◆ What is expected ◆
In the data below, how many lines contain the word "Target"? Answer with the number alone.

◆ Entries supplied ◆
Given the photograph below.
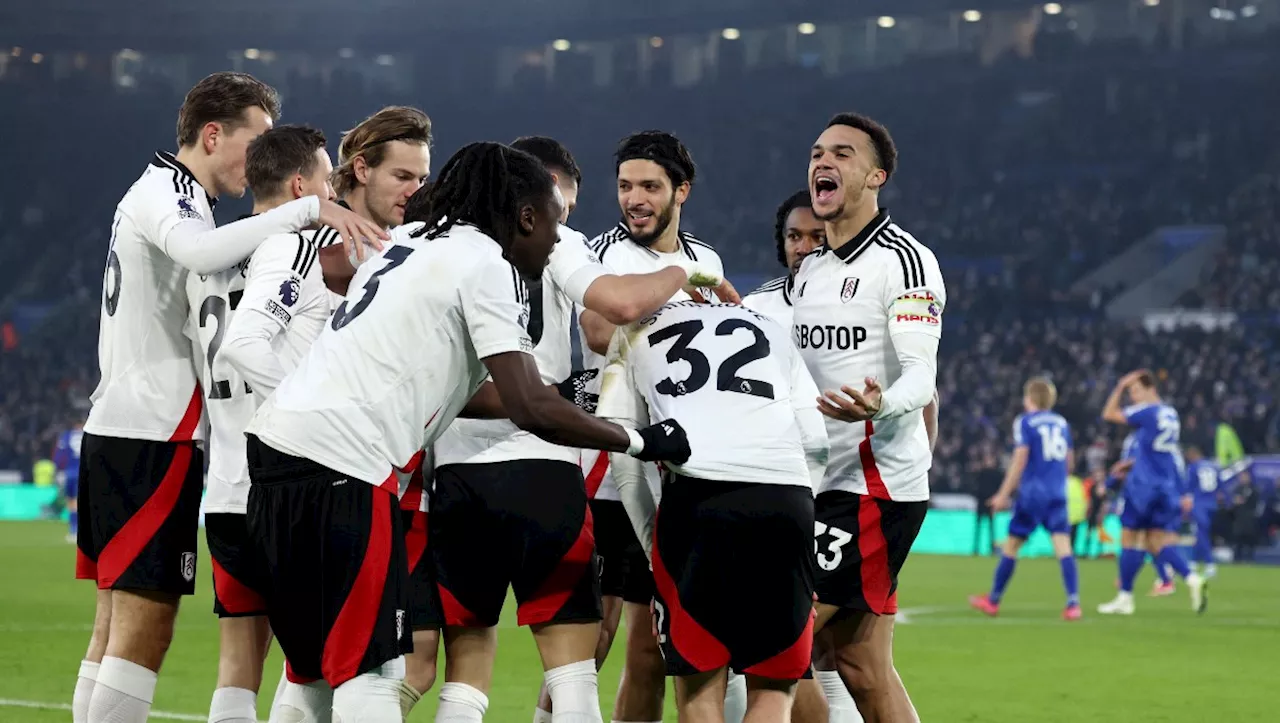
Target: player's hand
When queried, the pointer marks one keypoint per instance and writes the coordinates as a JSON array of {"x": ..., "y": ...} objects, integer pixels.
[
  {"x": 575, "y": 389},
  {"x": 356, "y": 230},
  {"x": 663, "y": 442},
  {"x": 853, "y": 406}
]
==
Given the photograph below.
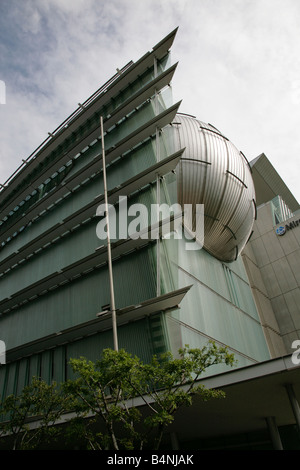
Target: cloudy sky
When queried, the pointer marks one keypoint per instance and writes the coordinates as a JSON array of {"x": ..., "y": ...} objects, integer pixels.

◆ Completed exercise ◆
2